WHAT YOU NEED TO DO:
Start to finish, return the listing exactly as written.

--------

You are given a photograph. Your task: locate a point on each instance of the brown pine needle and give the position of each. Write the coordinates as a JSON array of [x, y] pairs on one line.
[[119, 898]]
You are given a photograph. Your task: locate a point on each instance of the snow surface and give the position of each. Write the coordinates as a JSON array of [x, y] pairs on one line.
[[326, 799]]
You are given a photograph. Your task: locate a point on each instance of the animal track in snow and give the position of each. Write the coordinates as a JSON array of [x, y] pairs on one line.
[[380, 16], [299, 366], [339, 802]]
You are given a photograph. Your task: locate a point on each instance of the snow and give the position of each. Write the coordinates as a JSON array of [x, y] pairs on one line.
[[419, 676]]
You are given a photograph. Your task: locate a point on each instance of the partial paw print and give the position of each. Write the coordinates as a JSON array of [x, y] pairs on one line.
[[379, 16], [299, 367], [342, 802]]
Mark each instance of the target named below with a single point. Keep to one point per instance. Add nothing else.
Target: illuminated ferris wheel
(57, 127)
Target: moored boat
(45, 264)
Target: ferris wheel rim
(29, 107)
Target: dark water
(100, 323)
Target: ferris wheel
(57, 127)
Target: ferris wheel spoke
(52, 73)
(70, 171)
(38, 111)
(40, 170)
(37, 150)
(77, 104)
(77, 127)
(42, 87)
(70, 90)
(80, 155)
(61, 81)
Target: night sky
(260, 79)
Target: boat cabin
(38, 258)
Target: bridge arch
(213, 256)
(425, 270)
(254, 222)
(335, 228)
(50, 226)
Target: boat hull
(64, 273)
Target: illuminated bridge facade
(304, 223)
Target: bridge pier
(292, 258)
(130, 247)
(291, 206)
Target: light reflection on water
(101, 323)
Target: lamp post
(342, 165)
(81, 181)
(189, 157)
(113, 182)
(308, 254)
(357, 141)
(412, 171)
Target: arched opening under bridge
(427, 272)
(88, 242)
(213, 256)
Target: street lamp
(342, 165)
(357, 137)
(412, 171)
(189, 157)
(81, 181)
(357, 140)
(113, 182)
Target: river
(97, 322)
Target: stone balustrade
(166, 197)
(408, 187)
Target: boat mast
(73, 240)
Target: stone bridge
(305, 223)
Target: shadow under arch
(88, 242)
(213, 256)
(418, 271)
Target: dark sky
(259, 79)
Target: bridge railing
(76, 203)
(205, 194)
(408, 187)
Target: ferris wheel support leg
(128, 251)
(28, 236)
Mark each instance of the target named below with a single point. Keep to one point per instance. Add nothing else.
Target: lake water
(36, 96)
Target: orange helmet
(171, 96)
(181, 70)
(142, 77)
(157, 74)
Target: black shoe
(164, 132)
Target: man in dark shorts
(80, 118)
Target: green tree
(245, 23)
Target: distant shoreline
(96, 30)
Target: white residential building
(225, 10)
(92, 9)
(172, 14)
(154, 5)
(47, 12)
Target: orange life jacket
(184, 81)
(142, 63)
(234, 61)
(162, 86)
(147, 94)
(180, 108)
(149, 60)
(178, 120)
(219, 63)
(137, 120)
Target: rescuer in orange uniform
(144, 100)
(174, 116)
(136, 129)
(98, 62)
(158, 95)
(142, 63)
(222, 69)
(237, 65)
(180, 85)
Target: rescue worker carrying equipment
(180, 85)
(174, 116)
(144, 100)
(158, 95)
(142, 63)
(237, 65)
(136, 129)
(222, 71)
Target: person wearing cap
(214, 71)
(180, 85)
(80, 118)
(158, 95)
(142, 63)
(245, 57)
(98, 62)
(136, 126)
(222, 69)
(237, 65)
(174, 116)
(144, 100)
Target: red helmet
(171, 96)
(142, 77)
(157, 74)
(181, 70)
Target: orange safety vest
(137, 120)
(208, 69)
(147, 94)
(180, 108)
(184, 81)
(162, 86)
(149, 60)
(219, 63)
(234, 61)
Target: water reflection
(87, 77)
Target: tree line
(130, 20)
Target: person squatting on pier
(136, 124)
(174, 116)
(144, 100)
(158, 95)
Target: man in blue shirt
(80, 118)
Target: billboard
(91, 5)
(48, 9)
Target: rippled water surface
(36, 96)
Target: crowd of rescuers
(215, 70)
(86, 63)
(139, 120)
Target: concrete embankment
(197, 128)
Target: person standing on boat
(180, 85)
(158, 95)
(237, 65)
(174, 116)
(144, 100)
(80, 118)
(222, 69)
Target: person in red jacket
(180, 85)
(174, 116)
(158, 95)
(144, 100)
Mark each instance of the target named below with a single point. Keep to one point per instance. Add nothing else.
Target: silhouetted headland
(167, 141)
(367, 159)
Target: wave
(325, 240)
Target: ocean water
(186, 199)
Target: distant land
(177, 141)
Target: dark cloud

--------

RESULT FOR THIS EXERCISE:
You are given a photograph. Your task: locate a point on each instance of the brown pine needle and give the position of each. Write the coordinates as a JSON array of [x, y] pairs on one line.
[[119, 898]]
You are given a photograph. Your task: locate a point on each instance of the snow surface and give the position of each. Write the coordinates as a JSON array of [x, y] pairs on one line.
[[326, 799]]
You are given a photograph. Your task: locate a point on each instance of the animal track in snow and give the position of each. Write the coordinates as a JSON array of [x, y] pairs on one line.
[[380, 16], [299, 366], [339, 802]]
You are given a photograph. Your task: locate a point on each instance of the snow and give the position of each. Write the coordinates as a JSON array of [x, y] pairs on one line.
[[419, 676]]
You are given a photograph. Your task: locate a point on each instance of the partial paw print and give the position of each. Write the coordinates as a JSON array of [x, y] pairs on one line.
[[379, 16], [299, 367], [342, 802]]
Mark each instance of the target named below with a single point. Keep to one point per instance. Add nothing else.
Target: illuminated ferris wheel
(57, 127)
Target: moored boat
(45, 264)
Target: ferris wheel rim
(29, 107)
Target: dark water
(100, 323)
Target: ferris wheel
(57, 127)
Target: ferris wheel spoke
(52, 73)
(70, 171)
(38, 111)
(40, 170)
(37, 150)
(77, 104)
(77, 127)
(42, 87)
(70, 90)
(80, 155)
(61, 81)
Target: night sky
(260, 79)
Target: boat cabin
(38, 258)
Target: bridge arch
(213, 256)
(425, 270)
(254, 222)
(335, 228)
(50, 226)
Target: boat hull
(64, 273)
Target: illuminated bridge facade
(304, 223)
Target: bridge pier
(292, 258)
(130, 247)
(291, 206)
Target: light reflection on water
(101, 323)
Target: lamp post
(342, 165)
(81, 181)
(189, 157)
(113, 182)
(308, 254)
(357, 141)
(412, 171)
Target: arched opening under bridge
(427, 272)
(88, 242)
(213, 256)
Target: street lamp
(342, 165)
(357, 137)
(412, 171)
(189, 157)
(81, 181)
(357, 140)
(113, 182)
Target: river
(97, 322)
Target: stone balustrade
(166, 197)
(408, 187)
Target: boat mast
(73, 240)
Target: stone bridge
(305, 223)
Target: shadow under arch
(88, 242)
(213, 256)
(418, 271)
Target: dark sky
(259, 79)
Target: bridge railing
(76, 203)
(205, 194)
(408, 187)
Target: ferris wheel support leg
(128, 251)
(28, 236)
Mark each instance of the target named below with a single point. Keep to one point per instance. Add nothing else.
Target: lake water
(36, 96)
Target: orange helmet
(171, 96)
(181, 70)
(142, 77)
(157, 74)
Target: black shoe
(164, 132)
Target: man in dark shorts
(80, 118)
Target: green tree
(245, 23)
Target: distant shoreline
(96, 30)
Target: white residential building
(225, 10)
(92, 9)
(172, 14)
(154, 5)
(47, 12)
Target: orange life jacket
(184, 81)
(142, 63)
(234, 61)
(162, 86)
(147, 94)
(180, 108)
(149, 60)
(178, 120)
(219, 63)
(137, 120)
Target: rescuer in orange uniform
(144, 100)
(174, 116)
(136, 129)
(98, 62)
(158, 95)
(142, 63)
(222, 69)
(237, 65)
(180, 85)
Target: rescue worker carrying equipment
(180, 85)
(174, 116)
(144, 100)
(158, 95)
(142, 63)
(237, 65)
(136, 129)
(222, 71)
Target: person wearing cap
(214, 71)
(180, 85)
(80, 118)
(158, 95)
(142, 63)
(245, 57)
(98, 62)
(136, 126)
(222, 69)
(237, 65)
(174, 116)
(144, 100)
Target: red helmet
(171, 96)
(142, 77)
(157, 74)
(181, 70)
Target: orange safety vest
(137, 120)
(208, 69)
(147, 94)
(180, 108)
(184, 81)
(162, 86)
(149, 60)
(219, 63)
(234, 61)
Target: water reflection
(87, 77)
Target: tree line
(130, 20)
Target: person squatting on pier
(136, 124)
(174, 116)
(144, 100)
(158, 95)
Target: man in blue shirt
(80, 118)
Target: billboard
(91, 5)
(48, 9)
Target: rippled water surface
(36, 96)
Target: crowd of rescuers
(215, 70)
(86, 63)
(139, 120)
Target: concrete embankment
(197, 128)
Target: person standing on boat
(180, 85)
(158, 95)
(237, 65)
(174, 116)
(144, 100)
(80, 118)
(222, 69)
Target: person in red jacket
(180, 85)
(174, 116)
(158, 95)
(144, 100)
Mark each instance of the target named below with a single point. Keep to one point per instance. Add nothing else.
Target: silhouetted headland
(167, 141)
(367, 159)
Target: wave
(325, 240)
Target: ocean water
(186, 199)
Target: distant land
(177, 141)
Target: dark cloud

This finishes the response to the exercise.